Do this => Could you change "stage platform" to "raised stage" in everything from the line containing "Put a marker on every instance of the chair, one" down to the line containing "[(330, 221)]", keeping all else the same, and return only those lines?

Task inputs =>
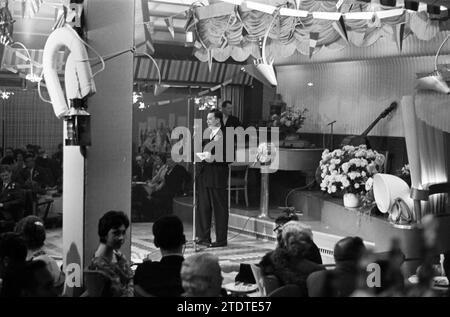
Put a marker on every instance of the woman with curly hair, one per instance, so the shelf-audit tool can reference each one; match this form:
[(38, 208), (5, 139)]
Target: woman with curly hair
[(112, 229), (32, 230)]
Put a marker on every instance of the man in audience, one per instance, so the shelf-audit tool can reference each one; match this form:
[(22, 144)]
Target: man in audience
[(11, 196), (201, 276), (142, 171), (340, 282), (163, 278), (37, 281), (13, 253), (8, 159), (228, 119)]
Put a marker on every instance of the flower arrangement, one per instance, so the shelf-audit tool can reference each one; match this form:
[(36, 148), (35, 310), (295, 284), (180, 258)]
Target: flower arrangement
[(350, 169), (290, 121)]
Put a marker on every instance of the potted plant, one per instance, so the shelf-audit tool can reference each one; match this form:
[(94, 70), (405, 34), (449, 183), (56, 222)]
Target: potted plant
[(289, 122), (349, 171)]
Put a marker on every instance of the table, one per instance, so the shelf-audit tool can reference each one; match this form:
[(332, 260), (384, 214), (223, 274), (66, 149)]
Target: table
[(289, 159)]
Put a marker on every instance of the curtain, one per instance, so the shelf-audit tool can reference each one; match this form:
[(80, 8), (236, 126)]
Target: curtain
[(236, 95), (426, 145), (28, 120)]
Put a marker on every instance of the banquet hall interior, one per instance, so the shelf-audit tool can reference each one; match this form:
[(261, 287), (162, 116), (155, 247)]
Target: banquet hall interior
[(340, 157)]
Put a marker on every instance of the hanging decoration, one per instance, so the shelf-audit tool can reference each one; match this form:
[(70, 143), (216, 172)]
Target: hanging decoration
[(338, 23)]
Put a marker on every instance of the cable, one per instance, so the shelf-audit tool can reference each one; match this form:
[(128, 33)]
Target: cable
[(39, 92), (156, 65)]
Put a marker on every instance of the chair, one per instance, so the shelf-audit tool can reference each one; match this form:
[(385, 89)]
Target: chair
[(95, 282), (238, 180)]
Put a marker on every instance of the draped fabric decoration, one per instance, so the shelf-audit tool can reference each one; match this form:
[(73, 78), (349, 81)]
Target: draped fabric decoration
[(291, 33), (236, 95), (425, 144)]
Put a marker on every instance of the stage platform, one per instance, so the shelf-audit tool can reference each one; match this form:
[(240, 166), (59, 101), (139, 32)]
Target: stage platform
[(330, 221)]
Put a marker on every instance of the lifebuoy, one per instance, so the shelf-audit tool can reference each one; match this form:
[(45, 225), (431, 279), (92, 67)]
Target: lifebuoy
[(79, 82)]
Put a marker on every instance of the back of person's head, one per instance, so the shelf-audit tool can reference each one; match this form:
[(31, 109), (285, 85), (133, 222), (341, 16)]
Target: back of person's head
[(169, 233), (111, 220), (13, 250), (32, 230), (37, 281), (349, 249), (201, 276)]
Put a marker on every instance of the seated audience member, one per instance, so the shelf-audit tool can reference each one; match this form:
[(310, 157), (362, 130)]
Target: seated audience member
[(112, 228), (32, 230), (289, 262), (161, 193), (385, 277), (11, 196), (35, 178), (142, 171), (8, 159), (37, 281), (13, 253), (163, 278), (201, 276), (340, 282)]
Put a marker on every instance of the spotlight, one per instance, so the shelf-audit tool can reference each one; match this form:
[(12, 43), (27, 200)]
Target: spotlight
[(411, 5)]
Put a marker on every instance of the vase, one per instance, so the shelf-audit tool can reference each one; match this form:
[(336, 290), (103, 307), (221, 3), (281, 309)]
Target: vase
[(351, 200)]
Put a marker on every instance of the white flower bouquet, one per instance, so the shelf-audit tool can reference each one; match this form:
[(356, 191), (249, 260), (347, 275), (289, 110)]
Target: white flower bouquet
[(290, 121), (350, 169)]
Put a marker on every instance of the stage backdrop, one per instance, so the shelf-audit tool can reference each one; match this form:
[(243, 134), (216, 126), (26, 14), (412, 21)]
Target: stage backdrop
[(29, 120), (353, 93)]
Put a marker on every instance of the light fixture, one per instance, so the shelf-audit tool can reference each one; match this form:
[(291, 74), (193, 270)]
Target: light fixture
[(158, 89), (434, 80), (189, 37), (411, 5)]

---

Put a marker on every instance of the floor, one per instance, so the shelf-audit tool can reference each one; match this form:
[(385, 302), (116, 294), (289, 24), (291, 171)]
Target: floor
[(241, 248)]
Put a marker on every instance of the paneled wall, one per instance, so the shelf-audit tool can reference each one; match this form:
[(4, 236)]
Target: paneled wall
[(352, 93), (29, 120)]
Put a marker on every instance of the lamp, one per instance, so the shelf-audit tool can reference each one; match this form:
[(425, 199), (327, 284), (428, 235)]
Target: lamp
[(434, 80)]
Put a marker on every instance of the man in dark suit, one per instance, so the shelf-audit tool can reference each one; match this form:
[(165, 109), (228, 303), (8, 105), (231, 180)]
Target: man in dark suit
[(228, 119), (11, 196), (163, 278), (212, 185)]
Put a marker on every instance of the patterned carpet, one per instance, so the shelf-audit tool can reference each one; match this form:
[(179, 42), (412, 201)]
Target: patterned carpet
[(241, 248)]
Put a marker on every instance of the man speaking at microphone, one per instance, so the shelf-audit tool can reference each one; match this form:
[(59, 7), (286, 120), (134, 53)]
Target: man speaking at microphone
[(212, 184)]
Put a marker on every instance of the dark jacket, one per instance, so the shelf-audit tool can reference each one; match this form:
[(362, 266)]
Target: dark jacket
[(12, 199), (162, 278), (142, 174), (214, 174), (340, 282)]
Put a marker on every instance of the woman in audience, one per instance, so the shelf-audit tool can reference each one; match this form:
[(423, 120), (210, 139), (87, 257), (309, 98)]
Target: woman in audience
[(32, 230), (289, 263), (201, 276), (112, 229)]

The reply =>
Put a marker on every instance of the chair, one per instance, so the shelf-audit tool can reference each one; match this form:
[(385, 89)]
Target: chair
[(95, 282), (238, 180)]
Put a marker on every instance of the draped fabric decoration, one per instance, so the shelf-audit tool can reference each one; match this form:
[(73, 78), (349, 81)]
Target: draped fabric decoration
[(291, 33), (236, 95), (425, 144)]
Put a marker on every instance of the raised stage, one per instance, so the shelf-audit tool can reference each one; match this form:
[(240, 166), (59, 101), (139, 32)]
Target: raised stage
[(330, 221)]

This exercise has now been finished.